▶ _TRY IT_
Rewrite the part of the rose-care text that opens with "With proper care" and closes with "beautifully it grows.", switching "decades" to "many years".

▶ _DOCUMENT PASSAGE_
According to research from the University of Illinois, roses have been around for about 35 million years. And, for centuries roses have been one of the most popular flowers in the world. Cherished for their enticing fragrance, their beauty and their long blooming season, roses are available in over 150 different species.
With proper care and maintenance, a rose bush can give you decades of beauty and pleasure.
Although a new rose bush can grow with very little help, you can give them a better head start with a few simple steps. The first few months after you plant a new bush are crucial not only to the plants survival, but to how long the bush lasts and how beautifully it grows.
Tips For Planting A New Rose Bush
Here are just a few easy tips to give your new rose bush the best possible start in its new home!
When you purchase a new rose bush the roots are generally wrapped in moss and covered in plastic.
Although the plant can survive without any soil for quite some time, it’s crucial that you plant the bush as soon as possible for optimal health.
If you can plant the bush right away, make sure to store it in a cool place and keep the root ball moist.

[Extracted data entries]
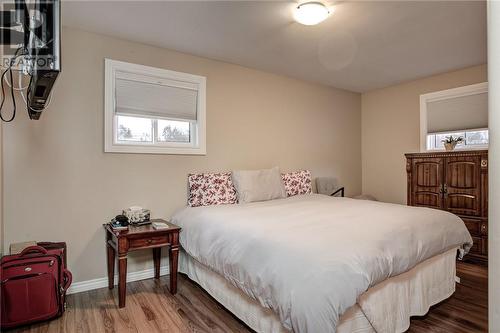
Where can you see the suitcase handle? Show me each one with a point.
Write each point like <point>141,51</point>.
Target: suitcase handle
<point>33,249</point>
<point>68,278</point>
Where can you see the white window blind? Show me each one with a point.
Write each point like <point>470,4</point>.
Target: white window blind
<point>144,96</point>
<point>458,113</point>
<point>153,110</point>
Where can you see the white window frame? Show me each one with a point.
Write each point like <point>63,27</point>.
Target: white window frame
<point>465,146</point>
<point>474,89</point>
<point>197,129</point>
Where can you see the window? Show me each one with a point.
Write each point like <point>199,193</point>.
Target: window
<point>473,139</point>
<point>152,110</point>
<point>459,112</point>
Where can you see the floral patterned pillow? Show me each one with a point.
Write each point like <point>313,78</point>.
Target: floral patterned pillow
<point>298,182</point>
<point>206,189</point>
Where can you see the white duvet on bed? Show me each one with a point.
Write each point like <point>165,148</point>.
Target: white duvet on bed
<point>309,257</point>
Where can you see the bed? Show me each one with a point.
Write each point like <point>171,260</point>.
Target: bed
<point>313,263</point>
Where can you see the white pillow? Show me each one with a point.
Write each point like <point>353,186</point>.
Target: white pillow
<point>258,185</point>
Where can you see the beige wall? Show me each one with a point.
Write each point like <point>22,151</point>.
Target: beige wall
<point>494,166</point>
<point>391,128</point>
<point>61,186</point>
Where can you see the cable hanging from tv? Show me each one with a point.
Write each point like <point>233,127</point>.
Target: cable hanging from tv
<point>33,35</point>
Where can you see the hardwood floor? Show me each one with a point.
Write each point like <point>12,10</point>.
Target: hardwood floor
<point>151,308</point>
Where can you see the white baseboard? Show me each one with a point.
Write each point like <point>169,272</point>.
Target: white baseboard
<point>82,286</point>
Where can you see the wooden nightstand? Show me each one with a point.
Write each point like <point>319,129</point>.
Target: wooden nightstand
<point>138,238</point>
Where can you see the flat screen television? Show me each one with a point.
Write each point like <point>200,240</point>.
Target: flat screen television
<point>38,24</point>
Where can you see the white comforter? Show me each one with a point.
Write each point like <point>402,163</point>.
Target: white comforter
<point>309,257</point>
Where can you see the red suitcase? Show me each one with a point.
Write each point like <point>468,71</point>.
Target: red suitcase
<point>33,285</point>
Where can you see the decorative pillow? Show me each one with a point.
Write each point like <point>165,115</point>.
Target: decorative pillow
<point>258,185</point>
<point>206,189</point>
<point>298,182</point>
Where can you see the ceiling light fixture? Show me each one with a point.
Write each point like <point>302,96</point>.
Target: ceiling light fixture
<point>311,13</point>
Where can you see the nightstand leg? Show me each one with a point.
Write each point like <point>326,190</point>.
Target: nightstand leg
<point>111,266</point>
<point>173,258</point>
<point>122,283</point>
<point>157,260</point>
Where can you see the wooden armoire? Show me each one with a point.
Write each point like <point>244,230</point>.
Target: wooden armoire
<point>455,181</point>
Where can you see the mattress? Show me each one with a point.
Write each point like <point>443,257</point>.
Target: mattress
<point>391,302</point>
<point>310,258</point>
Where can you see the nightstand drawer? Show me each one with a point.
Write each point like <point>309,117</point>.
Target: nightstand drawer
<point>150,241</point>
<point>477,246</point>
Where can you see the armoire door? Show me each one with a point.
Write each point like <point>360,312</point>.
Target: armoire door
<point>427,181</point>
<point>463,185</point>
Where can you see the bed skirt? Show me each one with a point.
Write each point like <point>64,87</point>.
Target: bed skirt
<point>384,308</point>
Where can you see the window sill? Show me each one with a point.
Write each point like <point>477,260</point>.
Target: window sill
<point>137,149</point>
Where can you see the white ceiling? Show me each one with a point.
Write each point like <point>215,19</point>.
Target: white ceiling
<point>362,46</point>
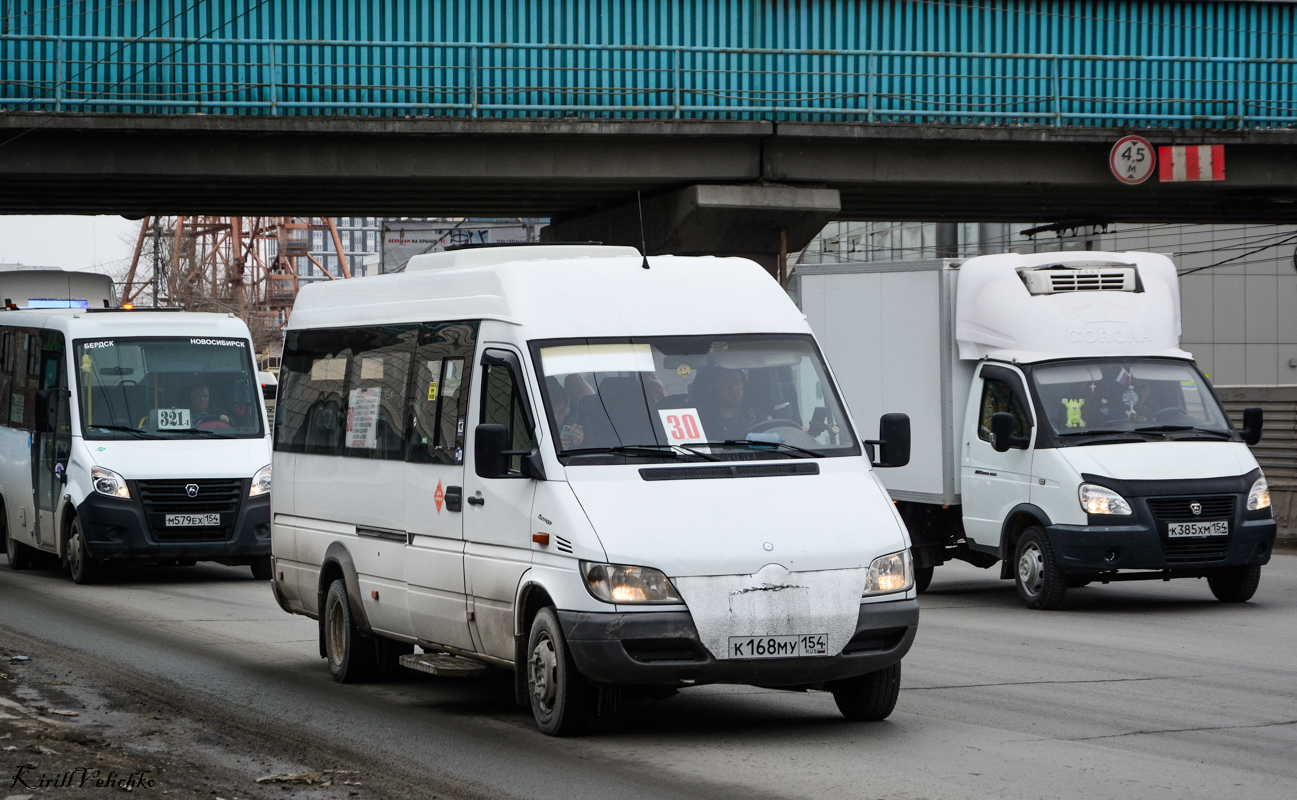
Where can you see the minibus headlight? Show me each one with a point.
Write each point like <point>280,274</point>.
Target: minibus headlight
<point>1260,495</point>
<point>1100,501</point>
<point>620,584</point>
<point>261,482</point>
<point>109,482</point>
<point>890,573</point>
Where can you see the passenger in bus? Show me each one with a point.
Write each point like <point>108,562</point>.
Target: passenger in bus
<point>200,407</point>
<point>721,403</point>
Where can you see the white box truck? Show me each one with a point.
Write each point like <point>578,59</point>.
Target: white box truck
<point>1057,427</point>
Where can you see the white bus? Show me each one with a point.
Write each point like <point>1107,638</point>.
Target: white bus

▶ _ANSWER SPACE_
With proper care and maintenance, a rose bush can give you many years of beauty and pleasure.
Although a new rose bush can grow with very little help, you can give them a better head start with a few simple steps. The first few months after you plant a new bush are crucial not only to the plants survival, but to how long the bush lasts and how beautifully it grows.